START Information provided

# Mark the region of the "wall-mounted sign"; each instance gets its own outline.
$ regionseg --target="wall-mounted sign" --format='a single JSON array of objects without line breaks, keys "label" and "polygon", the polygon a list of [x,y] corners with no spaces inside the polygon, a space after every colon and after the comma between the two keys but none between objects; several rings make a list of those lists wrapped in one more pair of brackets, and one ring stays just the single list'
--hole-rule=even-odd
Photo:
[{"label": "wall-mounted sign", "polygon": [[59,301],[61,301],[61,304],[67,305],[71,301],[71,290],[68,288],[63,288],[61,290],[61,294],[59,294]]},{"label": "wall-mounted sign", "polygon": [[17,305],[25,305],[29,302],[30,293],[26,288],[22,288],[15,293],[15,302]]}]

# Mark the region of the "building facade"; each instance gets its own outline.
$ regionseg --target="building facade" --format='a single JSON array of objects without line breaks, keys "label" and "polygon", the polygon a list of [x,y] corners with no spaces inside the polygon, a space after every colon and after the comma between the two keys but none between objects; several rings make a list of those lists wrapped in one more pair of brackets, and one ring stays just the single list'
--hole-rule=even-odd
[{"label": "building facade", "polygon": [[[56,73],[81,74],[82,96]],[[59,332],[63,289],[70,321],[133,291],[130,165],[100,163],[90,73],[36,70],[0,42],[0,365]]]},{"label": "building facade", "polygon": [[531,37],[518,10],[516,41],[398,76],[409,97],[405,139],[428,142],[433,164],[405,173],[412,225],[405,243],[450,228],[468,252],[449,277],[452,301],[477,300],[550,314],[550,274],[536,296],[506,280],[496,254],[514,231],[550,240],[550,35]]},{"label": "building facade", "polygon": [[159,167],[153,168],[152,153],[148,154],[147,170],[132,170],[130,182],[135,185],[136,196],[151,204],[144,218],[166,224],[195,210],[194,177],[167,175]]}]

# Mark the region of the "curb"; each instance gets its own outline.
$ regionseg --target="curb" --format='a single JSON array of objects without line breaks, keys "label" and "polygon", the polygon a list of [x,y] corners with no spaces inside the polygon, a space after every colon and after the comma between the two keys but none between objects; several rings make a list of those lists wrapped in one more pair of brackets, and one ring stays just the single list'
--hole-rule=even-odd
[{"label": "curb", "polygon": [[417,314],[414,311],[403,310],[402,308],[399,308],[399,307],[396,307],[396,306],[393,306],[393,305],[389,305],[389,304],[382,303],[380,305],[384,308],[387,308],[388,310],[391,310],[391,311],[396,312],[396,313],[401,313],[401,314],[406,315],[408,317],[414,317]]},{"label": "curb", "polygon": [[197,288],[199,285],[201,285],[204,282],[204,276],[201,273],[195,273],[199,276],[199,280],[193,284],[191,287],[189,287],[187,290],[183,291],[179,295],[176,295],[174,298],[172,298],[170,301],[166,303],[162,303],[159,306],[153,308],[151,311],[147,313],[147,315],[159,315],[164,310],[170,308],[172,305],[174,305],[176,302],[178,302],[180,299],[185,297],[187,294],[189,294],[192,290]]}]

END Information provided

Output the full set of entries exactly as they were given.

Result:
# Mark the region of the "wall-mounted sign"; each instance gets its own outline.
$ regionseg --target="wall-mounted sign" --format='a single JSON array of objects without line breaks, keys "label" and "polygon", the polygon a list of [x,y] corners with no spaces inside the polygon, a space after every colon and after the comma between the two keys but none between objects; several rings make a list of those lists wrapped in one more pair of brackets, and one ring stays just the single list'
--hole-rule=even-odd
Photo:
[{"label": "wall-mounted sign", "polygon": [[59,301],[61,301],[61,304],[67,305],[71,301],[71,290],[68,288],[63,288],[61,290],[61,294],[59,294]]},{"label": "wall-mounted sign", "polygon": [[17,305],[25,305],[29,302],[30,293],[26,288],[22,288],[15,293],[15,302]]}]

# Mark the region of the "building facade"; each instance gets its own outline.
$ regionseg --target="building facade" --format='a single JSON array of objects without line breaks, keys "label" and "polygon", the polygon a list of [x,y] corners with no spaces inside the polygon, a space after every colon and after the comma between the two keys but none between objects; several rings make a list of those lists wrapped in one more pair of brackets, and one ring stays just the single list'
--hole-rule=even-odd
[{"label": "building facade", "polygon": [[[56,73],[81,74],[82,96]],[[59,332],[63,289],[70,321],[133,291],[130,165],[100,163],[90,73],[36,70],[0,42],[0,365]]]},{"label": "building facade", "polygon": [[531,37],[518,10],[516,41],[398,76],[409,97],[405,139],[428,142],[433,164],[405,173],[412,225],[405,243],[450,228],[468,252],[449,277],[452,301],[477,300],[550,314],[550,274],[536,296],[506,280],[496,254],[514,231],[550,240],[550,35]]},{"label": "building facade", "polygon": [[159,167],[153,168],[152,153],[148,154],[147,170],[132,170],[130,182],[135,185],[136,196],[151,204],[144,218],[166,224],[195,210],[194,177],[167,175]]}]

# Mark the region of the "curb"; each instance gets its own outline.
$ regionseg --target="curb" --format='a single JSON array of objects without line breaks, keys "label" and "polygon", the polygon a list of [x,y] corners with no spaces inside the polygon, a space after every colon and after the comma between the two keys but none between objects; several rings make a list of those lists wrapped in one more pair of brackets, and one ring stays just the single list'
--hole-rule=even-odd
[{"label": "curb", "polygon": [[417,314],[414,311],[403,310],[402,308],[399,308],[399,307],[396,307],[396,306],[393,306],[393,305],[389,305],[389,304],[382,303],[380,305],[384,308],[387,308],[388,310],[391,310],[391,311],[396,312],[396,313],[401,313],[401,314],[406,315],[408,317],[414,317]]},{"label": "curb", "polygon": [[197,288],[199,285],[201,285],[204,282],[204,276],[201,273],[195,273],[199,276],[199,280],[193,284],[191,287],[189,287],[187,290],[183,291],[179,295],[176,295],[174,298],[172,298],[170,301],[166,303],[162,303],[159,306],[153,308],[151,311],[147,313],[147,315],[159,315],[164,310],[170,308],[172,305],[174,305],[176,302],[178,302],[180,299],[185,297],[187,294],[189,294],[192,290]]}]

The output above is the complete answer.